Stated goal:
Pick out every line below that contains the word "black", and copy each one in full. Case counts, so match the word with the same capital and lowercase letters.

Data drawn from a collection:
◆ ◆ ◆ ◆ ◆ ◆ ◆

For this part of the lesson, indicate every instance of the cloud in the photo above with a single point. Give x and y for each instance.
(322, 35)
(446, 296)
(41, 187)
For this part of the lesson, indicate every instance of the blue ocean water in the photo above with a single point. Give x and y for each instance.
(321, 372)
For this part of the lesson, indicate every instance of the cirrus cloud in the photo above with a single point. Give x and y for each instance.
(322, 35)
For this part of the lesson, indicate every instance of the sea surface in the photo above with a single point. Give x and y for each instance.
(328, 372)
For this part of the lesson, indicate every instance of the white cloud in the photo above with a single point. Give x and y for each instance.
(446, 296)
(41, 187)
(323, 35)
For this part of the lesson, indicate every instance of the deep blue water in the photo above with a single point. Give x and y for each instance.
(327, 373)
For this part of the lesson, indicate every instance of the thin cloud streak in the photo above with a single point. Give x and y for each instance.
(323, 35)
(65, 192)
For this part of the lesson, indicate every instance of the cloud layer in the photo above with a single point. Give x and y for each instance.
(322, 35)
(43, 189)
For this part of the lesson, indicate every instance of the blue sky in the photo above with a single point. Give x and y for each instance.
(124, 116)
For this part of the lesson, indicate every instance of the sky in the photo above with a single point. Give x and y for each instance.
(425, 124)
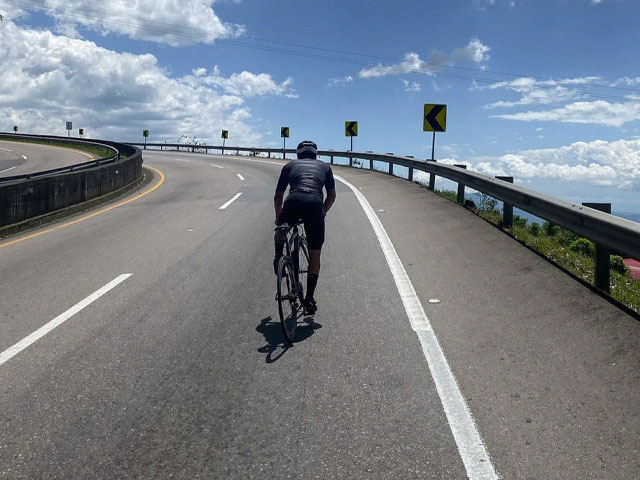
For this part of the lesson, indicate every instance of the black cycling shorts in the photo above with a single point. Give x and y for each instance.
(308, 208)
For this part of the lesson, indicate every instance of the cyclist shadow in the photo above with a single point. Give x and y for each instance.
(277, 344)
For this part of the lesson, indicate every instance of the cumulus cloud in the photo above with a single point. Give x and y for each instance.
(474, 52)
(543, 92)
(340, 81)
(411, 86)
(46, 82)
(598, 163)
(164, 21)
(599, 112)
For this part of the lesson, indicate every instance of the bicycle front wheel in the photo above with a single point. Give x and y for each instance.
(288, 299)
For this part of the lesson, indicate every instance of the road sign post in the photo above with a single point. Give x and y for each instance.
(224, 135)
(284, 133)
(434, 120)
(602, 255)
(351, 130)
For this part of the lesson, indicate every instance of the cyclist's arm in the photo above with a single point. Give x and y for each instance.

◆ ◆ ◆ ◆ ◆ ◆ ◆

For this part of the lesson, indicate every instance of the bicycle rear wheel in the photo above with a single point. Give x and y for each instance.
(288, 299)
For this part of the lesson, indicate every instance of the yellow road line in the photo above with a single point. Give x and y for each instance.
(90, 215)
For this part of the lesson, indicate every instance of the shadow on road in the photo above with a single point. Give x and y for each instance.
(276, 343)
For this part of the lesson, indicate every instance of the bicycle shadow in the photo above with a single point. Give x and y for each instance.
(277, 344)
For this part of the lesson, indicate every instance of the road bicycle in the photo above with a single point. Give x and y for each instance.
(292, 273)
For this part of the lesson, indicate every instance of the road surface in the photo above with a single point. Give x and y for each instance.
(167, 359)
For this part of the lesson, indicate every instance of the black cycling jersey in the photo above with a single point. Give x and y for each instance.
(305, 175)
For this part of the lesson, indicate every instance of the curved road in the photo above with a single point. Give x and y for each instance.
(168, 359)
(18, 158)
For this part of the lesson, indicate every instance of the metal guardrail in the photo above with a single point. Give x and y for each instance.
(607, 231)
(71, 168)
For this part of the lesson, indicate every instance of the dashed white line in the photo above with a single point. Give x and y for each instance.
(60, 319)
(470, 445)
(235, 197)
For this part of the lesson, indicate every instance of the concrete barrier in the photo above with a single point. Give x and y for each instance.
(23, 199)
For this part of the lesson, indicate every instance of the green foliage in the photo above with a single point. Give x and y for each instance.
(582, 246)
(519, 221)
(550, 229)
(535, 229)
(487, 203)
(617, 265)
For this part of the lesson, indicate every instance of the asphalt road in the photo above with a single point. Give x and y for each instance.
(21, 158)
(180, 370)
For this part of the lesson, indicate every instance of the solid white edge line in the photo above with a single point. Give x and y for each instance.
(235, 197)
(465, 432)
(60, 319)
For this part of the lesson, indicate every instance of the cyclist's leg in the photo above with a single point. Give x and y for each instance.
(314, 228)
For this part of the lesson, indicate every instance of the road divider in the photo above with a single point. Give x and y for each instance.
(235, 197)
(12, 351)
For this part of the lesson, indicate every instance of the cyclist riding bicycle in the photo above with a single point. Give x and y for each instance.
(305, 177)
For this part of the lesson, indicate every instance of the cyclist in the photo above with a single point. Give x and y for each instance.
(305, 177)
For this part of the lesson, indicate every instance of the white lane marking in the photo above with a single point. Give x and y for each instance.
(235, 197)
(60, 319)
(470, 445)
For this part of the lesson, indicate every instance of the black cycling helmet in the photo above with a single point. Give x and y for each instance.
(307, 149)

◆ ◆ ◆ ◆ ◆ ◆ ◆

Exercise solution:
For this part of the lesson, indicate every instance of the black cycling shorts in the photo above with a single point. Give x and y for each instance.
For this part of the lesson, indicate every instance of the black cycling jersey in the photo above with a single point. Give x and y for each instance.
For this part of the lesson, indicate every instance of the black cycling helmet in the photo above with a single point. Give x and y for each instance.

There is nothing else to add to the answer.